— START OF Text provided —

Raktim Mondal is a very unassuming young man who is actually a cinematographer who has shot many feature films in different languages (Hindi,Bengali, Assamese, Naga language, Nepali),TV commercials and documentaries with national and international collaborations (BBC, NHK-Japan, CCTV-China, Films Division, NFDC). He worked as a cinematographer with Indian directors like Ketan Mehta, Buddhadeb Dasgupta, Soojit Sirkar, R Balki, Haobam Paban Kumar and others. He also worked as an associate cinematographer with PC Sreeram, Sunny Joseph, Ranjan Palit and Kamaljeet Negi. He studied Motion Picture Photography at the SRFTI, Kolkata. He was nominated for best cinematography in documentary films at Madrid international film festival in 2015. He received the 6th Assam state film award 2015 for best cinematography in 2002. In 2022 he received six awards for best cinematography for a Bengali short film.

 

He makes his directorial debut with Bhaat Kaporer Swapno (Dreams for a Livelihood) in Bangla which is a short documentary on how the terrible onslaught of Amphan on a village in the Sundarbans where the life of a family traditionally living on fishing is destroyed by the floods completely. He alternates the narrative between the film’s subject Babu Mistry and his little daughter and her friend who, completely oblivious to the disaster that has impacted on their lives offer their own silent narrative of innocence.

 

 Image: film still

 

 

The Super Cyclonic Storm Amphan was an extremely powerful and catastrophic tropical cyclone that caused widespread damage in Eastern India, specifically in West Bengal and Odisha, and in Bangladesh, in May 2020. It was the strongest tropical cyclone to strike the Ganges Delta. It covers the period 16th May 2020 to 21st May 2020.

 

“I had no plans to make this film, after Cyclone Amphan, I spent about two months as an aid worker in the area with people and recorded every detail of their lives on camera.  I gradually fell in love with the roughness of nature. I have seen up close the inexorable struggle to survive in extremely adverse conditions. Maybe the strange beauty of people and adverse situations inspired me to make this film,” says Raktim who often visits the Sundarbans to do social work for the residents there in association with a NGO. He shot the entire film on an IPhone.

 

“I financed the entire film myself. It was very difficult but I managed to do it over the period of 15 long months. But I felt happy to have put in my small creative bit to spread the information about how Amphan has impacted on the lives of these very poor inhabitants whose lives are always threatened either by sudden floods, or, washing away the shores of the islands, or tiger attacks or all three,” he elaborates.  Crocodiles also have a merry day when the fishermen step into the waters to catch prawns and other fish.

— END OF Text provided —

## Goal 1
Translate this sentence from the text about Raktim Mondal into Spanish: "It was the strongest tropical cyclone to strike the Ganges Delta."
## Goal 2
In the text about Raktim Mondal, why did he feel happy even though financing the film himself was very difficult?
## Goal 3
Answer these questions from the text about Raktim Mondal:
(a) Where did he study Motion Picture Photography?
(b) What did he use to shoot the entire film?
(c) In which month and year did Amphan cause widespread damage?
The rows come from a separate source.

— START OF Information supplied —

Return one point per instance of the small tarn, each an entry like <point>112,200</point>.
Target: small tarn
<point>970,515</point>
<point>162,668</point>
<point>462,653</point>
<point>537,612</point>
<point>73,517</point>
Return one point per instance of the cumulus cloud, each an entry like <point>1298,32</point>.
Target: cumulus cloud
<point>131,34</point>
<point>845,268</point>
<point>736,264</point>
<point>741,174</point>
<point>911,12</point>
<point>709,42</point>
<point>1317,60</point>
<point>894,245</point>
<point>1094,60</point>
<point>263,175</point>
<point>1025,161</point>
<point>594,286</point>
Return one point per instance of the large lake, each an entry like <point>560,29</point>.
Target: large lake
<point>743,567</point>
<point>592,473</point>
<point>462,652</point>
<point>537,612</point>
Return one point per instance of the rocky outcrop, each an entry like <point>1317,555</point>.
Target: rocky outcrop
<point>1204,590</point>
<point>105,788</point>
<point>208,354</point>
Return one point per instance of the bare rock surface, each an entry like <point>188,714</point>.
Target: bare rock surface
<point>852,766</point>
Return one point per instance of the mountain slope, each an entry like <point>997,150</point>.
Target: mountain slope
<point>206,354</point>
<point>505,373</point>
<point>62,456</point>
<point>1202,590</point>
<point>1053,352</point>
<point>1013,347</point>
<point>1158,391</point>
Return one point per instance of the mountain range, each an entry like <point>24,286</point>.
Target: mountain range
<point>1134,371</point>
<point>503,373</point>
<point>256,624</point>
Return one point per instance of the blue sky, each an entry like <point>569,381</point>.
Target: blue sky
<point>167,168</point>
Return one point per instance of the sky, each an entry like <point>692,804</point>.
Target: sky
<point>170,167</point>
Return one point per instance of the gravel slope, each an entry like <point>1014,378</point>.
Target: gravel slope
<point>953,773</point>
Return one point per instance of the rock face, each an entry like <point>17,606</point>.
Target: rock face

— END OF Information supplied —

## Task response 1
Fue el ciclón tropical más fuerte en azotar el delta del Ganges.

## Task response 2
He felt happy because he had put in his small creative bit to spread information about how Amphan affected the lives of very poor inhabitants. Their lives are always threatened by sudden floods, the washing away of the islands' shores, tiger attacks, or all three.

## Task response 3
(a) At the SRFTI, Kolkata.
(b) An iPhone.
(c) May 2020.